Exercise aim
Please count the lines in the listing below that contain the string "pants", and give only that number.

Records to process
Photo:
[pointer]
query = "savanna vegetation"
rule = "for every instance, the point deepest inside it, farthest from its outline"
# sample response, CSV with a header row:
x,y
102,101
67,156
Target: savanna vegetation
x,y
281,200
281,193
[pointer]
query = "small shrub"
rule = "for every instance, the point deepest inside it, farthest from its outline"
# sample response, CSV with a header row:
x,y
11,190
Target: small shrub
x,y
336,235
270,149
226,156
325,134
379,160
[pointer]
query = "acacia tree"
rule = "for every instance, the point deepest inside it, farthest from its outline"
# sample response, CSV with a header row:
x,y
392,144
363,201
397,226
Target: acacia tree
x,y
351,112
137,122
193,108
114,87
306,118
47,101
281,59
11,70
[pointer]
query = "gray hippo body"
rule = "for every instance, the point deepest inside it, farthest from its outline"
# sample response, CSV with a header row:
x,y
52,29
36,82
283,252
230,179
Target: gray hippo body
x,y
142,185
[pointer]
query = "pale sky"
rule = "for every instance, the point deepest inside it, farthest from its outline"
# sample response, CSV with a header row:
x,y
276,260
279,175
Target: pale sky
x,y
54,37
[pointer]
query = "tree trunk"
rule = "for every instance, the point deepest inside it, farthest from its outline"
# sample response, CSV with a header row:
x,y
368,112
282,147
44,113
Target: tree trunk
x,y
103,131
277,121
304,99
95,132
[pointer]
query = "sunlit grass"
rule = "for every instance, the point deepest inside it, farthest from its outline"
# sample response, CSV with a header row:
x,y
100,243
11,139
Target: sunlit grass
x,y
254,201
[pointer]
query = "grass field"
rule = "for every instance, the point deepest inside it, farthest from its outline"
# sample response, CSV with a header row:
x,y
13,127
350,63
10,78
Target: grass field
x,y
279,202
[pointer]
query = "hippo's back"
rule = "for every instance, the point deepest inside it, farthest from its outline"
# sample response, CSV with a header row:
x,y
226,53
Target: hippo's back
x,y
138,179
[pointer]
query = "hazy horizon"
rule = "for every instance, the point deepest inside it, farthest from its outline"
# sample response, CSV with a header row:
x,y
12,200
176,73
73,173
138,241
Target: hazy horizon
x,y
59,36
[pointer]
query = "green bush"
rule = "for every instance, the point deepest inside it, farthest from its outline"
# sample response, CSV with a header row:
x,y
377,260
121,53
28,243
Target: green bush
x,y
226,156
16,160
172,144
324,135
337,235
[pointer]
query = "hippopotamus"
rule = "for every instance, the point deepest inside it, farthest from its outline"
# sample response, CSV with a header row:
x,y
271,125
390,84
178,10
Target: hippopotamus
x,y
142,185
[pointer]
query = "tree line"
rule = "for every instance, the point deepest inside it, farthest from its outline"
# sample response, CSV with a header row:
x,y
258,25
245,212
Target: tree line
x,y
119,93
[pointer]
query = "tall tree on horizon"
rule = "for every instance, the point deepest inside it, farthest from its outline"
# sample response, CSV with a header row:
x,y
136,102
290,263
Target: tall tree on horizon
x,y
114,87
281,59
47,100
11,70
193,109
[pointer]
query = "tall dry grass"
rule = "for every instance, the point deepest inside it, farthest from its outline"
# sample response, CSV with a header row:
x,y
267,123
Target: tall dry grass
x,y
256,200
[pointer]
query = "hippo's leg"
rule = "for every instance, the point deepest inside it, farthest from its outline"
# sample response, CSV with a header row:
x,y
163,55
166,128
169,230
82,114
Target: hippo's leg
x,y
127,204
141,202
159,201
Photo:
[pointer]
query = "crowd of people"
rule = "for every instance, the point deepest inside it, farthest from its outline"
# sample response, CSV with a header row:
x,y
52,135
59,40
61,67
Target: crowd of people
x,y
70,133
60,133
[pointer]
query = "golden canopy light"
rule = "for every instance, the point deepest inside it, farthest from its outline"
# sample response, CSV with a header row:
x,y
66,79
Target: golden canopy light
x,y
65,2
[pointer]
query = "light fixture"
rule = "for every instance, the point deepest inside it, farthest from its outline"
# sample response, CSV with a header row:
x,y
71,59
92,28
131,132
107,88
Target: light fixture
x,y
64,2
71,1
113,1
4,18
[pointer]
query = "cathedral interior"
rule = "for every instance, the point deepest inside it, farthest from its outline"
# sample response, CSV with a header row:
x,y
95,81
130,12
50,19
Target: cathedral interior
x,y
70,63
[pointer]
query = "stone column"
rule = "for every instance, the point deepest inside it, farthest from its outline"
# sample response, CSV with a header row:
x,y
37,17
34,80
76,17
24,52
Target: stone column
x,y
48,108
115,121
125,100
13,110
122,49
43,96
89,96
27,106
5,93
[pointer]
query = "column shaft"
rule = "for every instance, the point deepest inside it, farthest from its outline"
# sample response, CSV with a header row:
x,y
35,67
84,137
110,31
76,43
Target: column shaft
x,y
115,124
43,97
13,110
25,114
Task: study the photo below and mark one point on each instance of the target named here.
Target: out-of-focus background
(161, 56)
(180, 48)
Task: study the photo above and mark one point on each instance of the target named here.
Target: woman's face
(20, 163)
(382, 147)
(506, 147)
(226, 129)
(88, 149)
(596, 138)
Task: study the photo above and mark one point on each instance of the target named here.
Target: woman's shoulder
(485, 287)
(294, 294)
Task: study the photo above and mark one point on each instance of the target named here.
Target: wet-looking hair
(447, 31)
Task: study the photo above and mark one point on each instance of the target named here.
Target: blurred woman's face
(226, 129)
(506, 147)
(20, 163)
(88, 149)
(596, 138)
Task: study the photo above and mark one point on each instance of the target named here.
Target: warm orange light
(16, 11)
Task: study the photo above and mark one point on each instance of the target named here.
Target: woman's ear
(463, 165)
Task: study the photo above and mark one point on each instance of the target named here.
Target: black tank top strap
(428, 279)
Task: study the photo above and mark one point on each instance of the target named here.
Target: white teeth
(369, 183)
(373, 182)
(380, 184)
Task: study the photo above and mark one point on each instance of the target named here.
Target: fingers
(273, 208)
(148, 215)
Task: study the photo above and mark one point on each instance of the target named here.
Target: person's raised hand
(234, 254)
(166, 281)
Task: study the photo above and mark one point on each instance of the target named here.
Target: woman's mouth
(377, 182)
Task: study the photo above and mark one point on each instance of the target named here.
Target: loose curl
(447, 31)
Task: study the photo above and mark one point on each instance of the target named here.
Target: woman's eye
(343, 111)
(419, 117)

--

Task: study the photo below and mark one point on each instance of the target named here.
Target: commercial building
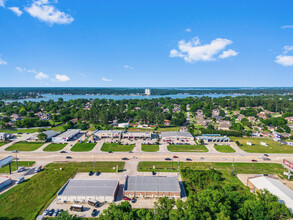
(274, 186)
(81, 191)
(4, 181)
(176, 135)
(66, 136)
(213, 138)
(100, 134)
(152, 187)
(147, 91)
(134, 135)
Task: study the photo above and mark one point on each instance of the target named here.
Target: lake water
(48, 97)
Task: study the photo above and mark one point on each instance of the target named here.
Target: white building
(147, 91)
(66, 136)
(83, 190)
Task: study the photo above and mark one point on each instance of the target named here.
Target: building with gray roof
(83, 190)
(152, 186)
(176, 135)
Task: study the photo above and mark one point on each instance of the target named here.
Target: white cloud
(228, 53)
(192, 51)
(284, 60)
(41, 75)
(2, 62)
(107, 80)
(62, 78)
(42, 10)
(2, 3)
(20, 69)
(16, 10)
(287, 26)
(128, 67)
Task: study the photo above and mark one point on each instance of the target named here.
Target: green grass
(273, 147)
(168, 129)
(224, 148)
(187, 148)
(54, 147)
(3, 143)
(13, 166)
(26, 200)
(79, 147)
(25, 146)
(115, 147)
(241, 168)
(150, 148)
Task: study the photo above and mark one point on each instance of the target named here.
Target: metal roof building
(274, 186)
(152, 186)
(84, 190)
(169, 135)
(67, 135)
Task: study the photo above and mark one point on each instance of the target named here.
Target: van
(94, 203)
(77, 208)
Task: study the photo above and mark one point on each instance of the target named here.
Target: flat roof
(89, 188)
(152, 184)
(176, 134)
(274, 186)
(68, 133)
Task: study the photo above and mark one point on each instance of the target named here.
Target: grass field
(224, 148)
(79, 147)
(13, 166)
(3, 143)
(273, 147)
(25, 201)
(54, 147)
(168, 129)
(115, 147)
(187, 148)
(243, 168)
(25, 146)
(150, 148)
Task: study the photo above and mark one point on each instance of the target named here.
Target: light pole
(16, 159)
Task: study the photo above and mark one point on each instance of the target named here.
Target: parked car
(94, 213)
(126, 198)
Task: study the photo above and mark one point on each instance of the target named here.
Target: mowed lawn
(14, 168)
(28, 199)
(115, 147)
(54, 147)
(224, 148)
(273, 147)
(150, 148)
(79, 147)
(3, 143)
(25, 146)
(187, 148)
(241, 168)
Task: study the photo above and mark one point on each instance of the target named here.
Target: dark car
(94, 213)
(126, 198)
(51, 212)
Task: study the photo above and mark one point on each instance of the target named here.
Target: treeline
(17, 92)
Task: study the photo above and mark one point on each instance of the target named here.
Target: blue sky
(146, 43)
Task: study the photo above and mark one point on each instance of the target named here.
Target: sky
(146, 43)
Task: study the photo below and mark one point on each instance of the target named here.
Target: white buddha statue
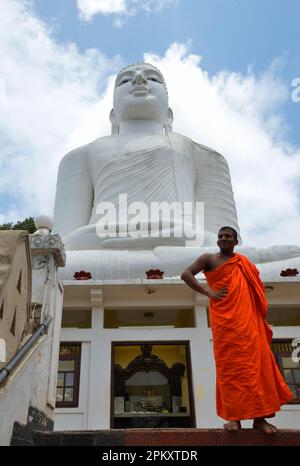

...

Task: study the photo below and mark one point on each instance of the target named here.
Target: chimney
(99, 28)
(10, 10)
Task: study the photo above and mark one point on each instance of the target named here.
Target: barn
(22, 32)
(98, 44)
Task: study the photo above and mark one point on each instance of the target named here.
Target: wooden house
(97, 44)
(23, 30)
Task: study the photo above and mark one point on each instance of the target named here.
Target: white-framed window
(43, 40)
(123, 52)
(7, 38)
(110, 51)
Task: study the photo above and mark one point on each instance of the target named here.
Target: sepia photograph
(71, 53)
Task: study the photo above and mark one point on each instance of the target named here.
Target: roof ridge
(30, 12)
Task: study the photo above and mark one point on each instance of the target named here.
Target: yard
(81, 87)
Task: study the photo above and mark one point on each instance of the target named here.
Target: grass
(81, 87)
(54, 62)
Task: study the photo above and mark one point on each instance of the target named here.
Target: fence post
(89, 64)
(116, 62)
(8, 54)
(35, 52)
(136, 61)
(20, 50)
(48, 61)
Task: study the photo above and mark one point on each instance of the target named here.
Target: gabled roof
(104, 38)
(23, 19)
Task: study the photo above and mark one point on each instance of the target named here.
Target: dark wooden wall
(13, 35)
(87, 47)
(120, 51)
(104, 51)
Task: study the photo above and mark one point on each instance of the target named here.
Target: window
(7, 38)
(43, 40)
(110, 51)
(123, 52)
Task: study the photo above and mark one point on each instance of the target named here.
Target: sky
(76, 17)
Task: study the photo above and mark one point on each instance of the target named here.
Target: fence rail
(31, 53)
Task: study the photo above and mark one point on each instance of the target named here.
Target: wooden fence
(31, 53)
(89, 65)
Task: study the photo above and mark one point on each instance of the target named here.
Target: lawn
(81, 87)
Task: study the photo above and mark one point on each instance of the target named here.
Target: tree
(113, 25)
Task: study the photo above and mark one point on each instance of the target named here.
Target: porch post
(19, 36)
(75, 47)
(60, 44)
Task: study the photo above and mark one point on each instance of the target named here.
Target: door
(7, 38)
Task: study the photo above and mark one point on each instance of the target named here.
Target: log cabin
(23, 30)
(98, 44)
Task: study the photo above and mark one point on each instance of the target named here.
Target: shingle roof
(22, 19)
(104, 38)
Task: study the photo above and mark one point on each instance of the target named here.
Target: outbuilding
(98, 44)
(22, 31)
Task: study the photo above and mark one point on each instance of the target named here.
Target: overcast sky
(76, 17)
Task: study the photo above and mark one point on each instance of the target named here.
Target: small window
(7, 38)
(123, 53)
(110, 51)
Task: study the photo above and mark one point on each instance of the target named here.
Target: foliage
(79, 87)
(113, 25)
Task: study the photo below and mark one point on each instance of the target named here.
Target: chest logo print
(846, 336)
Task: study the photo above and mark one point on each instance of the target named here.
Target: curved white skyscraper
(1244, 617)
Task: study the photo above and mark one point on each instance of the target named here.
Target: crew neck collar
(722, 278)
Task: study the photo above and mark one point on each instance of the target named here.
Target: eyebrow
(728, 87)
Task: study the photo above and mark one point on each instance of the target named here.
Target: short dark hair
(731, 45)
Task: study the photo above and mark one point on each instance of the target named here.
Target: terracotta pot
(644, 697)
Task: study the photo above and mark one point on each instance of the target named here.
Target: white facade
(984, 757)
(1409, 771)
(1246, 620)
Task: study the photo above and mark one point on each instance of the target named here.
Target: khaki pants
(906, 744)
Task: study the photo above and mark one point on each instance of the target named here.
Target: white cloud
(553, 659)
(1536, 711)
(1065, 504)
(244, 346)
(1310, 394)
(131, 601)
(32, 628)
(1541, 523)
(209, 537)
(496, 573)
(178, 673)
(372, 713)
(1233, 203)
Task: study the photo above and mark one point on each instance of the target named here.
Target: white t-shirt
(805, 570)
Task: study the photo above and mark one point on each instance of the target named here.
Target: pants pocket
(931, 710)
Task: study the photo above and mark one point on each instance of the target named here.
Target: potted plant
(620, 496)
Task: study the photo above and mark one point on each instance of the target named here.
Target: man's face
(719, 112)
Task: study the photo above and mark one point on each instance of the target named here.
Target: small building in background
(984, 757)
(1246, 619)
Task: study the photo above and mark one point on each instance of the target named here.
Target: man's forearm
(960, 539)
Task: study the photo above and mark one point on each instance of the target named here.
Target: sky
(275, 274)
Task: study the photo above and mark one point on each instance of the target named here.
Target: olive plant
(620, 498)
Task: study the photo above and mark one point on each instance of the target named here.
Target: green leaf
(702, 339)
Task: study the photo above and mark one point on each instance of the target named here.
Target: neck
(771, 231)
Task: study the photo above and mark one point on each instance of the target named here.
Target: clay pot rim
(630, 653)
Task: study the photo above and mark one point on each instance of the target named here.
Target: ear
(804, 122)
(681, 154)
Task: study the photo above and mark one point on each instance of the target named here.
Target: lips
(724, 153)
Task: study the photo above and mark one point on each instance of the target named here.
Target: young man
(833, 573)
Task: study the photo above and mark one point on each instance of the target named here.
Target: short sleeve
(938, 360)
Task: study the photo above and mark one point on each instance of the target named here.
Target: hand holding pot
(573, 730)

Task result
2